DOCUMENT EXTRACT:
==========

My 3d video map of Westhaven Path Loop Walk

Starting at the Auckland Viaduct

The Auckland summer weather did not disappoint today, it was perfect. I started my morning from Devonport and caught the 8.30am ferry to downtown Auckland, then hung a right and walked along to the viaduct, the official start of this walk. 

Follow the footpath over the drawbridges

Walk straight ahead towards the draw bridges. You’ll walk over the old bridge that no longer works, then onto the pretty newer white bridge which does work. Listen out for the bells telling you to get off the bridge it’s about to go up and let a boat or two through.

Karanga Plaza to Silo Park

As you exit the drawbridge you’ll be in Karanga Plaza where you can dip your toes in the water and admire the city view. At the kiosk there’s even a bike fix-it stand on hand if you to do any repairs. Carry on walking straight ahead past the many, many restaurants and bars lining the waterfront. Silo Park is a hub of events: markets, outdoor movies, festivals and more.

Straight ahead to Silo Marina

The official Westhaven Path map detailed by the Auckland council website doesn’t mention walking to Silo Marina, I don’t know why, it should be part of the walk. Just walk straight to the end for great views out to the Auckland Harbour Bridge.

Why all the padlocks on the railings?

These are “Love Locks”. Love locks appeared all over the fence at downtown Auckland’s Silo Park. Some of the padlocks have the names of couples engraved on them and have dates on them too.

In other countries, couples attach the padlocks as a sign of their love. The Silo Park fence sits along the harbour’s edge with views of the harbour bridge and the Waitemata.

To your left walk past more silos, past more lovely boats then turn left into Jellicoe St. Follow the road and take the first right into Beaumont St. Poke your head into the boat stacker parking shed, it’s really cool. 

You can walk all the way to the end of Beaumont St then hang a right or cut the corner and take a right at Westhaven Dr, this is what I did.

Westhaven Dr past St Marys Bay, under the Harbour Bridge to Point Erin Park

You’ll walk past the footbridge over the motorway, along Westhaven Dr, past Pier Q and onto the start of the new Westhaven promenade walkway. Follow the boardwalk past Sails Restaurant, past even more boats in the marina until you get to the end at Buoy Cafe under the Auckland Harbour Bridge.

Turn left and walk under the bridge along Curran St, past the smelly fisherman, following the waterfront and up the hill. Turn left at the first crossroad at the corner of Pt Erin Park.

Did you know?

The Auckland Harbour Bridge was officially opened on the 30th of May 1959 and almost 5 million vehicles crossed the bridge in the first year. Vehicles paid a toll to cross the bridge until 1984.

Point Erin Park to the footbridge

Turn left into Pt Erin Park, continue along the nice track keeping straight ahead and up the hill. You’ll be following along the edge of the park then around the back of the now dated Pt Erin Pools

I walked right to the end then turned left and started walking downhill. Follow the track down the steps onto the wide path at the bottom, this is Shelly Bay. Follow the wide track all the way to the footbridge over the motorway. Walk over the bridge and down the steps on the other side.

==========

DESCRIPTION OF THE TASK: List every street the Westhaven Path walk guide names.

(Object point labels)
==========

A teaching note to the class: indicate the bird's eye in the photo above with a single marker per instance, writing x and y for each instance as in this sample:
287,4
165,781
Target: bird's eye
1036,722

==========

RESULT FOR THIS TASK: Jellicoe St, Beaumont St, Westhaven Dr, Curran St